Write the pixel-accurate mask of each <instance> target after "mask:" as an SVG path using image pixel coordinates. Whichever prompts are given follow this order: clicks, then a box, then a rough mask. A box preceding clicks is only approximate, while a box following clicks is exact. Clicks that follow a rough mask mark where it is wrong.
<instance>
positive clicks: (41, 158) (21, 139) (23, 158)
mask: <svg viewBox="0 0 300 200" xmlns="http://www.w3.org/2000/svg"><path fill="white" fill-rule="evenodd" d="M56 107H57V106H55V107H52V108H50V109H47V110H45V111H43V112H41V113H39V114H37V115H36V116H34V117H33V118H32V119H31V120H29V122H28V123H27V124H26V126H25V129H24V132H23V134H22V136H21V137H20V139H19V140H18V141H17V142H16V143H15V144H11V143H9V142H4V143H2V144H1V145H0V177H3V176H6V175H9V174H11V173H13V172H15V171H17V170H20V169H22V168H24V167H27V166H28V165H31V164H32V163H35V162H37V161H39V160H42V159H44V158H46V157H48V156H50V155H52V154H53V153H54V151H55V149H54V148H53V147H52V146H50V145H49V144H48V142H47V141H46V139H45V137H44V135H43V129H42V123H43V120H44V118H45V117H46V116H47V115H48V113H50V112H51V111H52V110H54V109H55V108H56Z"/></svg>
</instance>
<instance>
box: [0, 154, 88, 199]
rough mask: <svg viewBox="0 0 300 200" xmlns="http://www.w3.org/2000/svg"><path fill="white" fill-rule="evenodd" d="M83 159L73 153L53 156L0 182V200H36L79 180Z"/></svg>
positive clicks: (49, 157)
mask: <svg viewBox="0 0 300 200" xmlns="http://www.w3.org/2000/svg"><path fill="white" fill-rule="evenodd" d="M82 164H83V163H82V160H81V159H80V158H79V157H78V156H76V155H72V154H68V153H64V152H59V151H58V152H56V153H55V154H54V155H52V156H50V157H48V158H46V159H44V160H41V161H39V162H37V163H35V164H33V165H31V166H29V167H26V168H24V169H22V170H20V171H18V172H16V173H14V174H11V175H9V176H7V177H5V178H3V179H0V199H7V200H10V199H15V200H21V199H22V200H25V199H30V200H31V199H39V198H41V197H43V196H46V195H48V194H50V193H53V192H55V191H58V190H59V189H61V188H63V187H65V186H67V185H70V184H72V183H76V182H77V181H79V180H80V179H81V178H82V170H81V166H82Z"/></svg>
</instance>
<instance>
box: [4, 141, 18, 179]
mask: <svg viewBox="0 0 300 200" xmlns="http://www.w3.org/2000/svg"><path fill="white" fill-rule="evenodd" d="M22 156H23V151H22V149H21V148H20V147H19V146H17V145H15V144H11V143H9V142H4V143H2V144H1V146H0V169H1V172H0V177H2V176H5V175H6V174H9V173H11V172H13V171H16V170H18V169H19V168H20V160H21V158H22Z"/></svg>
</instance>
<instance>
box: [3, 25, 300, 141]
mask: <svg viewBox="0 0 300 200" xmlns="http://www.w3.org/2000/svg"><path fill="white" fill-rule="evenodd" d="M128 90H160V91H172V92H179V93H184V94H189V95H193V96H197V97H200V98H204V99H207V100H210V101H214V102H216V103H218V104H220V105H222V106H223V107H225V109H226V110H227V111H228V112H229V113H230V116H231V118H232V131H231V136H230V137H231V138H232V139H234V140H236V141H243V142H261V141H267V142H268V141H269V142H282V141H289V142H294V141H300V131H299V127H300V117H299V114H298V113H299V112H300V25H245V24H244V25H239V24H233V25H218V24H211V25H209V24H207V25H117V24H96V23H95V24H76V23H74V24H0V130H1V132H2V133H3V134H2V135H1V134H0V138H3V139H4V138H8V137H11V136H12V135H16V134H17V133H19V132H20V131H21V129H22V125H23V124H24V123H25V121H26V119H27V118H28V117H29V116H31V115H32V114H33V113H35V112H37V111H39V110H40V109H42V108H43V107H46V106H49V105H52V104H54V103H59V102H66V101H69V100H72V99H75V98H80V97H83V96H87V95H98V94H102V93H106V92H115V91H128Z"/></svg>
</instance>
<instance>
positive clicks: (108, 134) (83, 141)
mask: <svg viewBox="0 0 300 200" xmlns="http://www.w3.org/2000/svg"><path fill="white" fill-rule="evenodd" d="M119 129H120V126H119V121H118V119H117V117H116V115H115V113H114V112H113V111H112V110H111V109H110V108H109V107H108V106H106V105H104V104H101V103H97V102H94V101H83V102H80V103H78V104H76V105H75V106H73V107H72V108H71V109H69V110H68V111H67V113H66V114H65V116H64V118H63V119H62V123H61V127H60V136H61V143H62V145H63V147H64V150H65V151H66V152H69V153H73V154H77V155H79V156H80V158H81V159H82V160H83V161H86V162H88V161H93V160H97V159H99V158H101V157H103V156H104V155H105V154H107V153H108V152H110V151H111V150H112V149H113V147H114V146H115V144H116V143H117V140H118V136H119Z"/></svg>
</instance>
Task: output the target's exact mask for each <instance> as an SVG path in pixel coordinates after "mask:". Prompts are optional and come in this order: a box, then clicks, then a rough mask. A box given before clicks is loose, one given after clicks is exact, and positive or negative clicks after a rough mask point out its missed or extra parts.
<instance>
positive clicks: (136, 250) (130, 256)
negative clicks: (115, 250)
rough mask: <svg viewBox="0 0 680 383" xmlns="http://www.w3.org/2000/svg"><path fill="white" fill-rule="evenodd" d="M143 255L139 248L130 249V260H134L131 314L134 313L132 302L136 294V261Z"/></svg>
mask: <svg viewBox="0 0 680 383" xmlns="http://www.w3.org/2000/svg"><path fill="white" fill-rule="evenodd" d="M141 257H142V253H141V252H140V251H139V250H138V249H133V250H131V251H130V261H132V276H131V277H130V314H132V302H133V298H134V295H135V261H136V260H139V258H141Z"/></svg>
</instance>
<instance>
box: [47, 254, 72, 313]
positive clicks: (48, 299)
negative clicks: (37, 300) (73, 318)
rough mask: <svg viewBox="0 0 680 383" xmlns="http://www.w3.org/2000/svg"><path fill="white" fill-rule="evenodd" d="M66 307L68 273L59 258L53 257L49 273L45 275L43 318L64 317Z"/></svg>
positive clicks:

-=-=-=-=-

Quote the listing word for word from its first line through the line in which "159L73 153L53 156L0" appears.

* **ANSWER TO THIS PROBLEM**:
Write the pixel-accurate mask of each <instance> target after "mask:" as an SVG path using image pixel coordinates. Whichever prompts are given follow this order: clicks, then a box, then a rough mask. A box preceding clicks is only approximate, while a box following clicks is exact. Clicks that follow a rough mask mark where it is wrong.
<instance>
positive clicks: (41, 158) (21, 139) (23, 158)
mask: <svg viewBox="0 0 300 200" xmlns="http://www.w3.org/2000/svg"><path fill="white" fill-rule="evenodd" d="M56 107H57V106H55V107H52V108H50V109H47V110H45V111H43V112H41V113H39V114H37V115H36V116H34V117H33V118H32V119H31V120H29V122H28V123H27V124H26V126H25V129H24V132H23V134H22V136H21V137H20V139H19V140H18V141H17V142H16V143H15V144H11V143H9V142H4V143H2V144H1V145H0V177H3V176H6V175H9V174H11V173H13V172H15V171H17V170H20V169H22V168H24V167H27V166H28V165H31V164H32V163H35V162H37V161H39V160H42V159H44V158H46V157H48V156H50V155H52V154H53V153H54V151H55V149H54V148H53V147H52V146H50V145H49V144H48V142H47V141H46V139H45V137H44V135H43V129H42V123H43V120H44V118H45V117H46V116H47V115H48V113H50V112H51V111H52V110H54V109H55V108H56Z"/></svg>
</instance>
<instance>
box: [0, 154, 88, 199]
rough mask: <svg viewBox="0 0 300 200" xmlns="http://www.w3.org/2000/svg"><path fill="white" fill-rule="evenodd" d="M83 159L73 153L53 156L0 182V200H36L79 180Z"/></svg>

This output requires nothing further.